START Information

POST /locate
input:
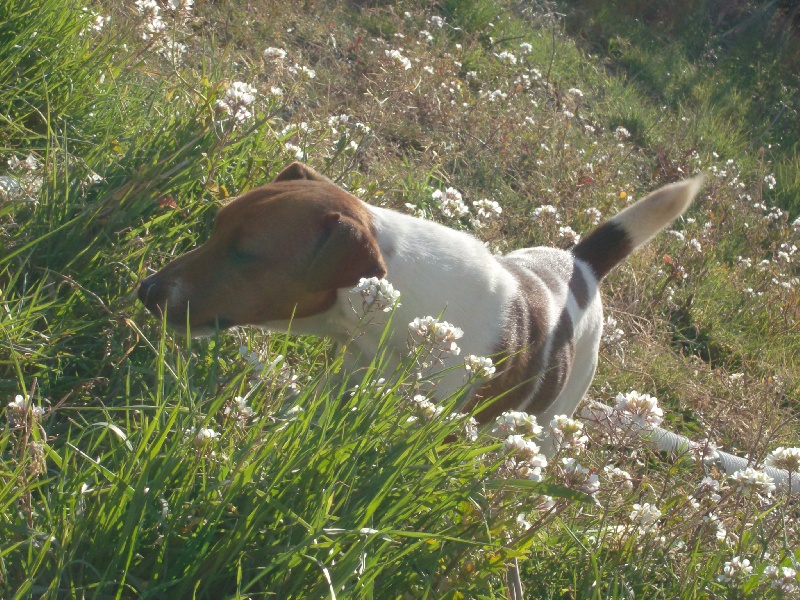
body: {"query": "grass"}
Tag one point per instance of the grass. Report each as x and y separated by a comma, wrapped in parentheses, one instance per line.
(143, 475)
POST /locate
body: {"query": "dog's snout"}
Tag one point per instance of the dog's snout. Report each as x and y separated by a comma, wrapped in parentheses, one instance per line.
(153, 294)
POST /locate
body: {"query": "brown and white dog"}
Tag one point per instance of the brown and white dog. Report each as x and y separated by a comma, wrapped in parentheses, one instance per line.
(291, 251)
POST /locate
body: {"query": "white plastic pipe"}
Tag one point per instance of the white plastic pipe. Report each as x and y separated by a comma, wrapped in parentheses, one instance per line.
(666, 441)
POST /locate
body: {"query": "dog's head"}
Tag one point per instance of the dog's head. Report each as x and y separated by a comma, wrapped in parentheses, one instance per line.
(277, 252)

END Information

Wherever the string "body" appears in the entries, copy that line.

Written answer:
body: {"query": "grass"}
body: {"query": "dog's snout"}
body: {"query": "brown and white dog"}
body: {"query": "white plastic pipe"}
body: {"query": "dog's head"}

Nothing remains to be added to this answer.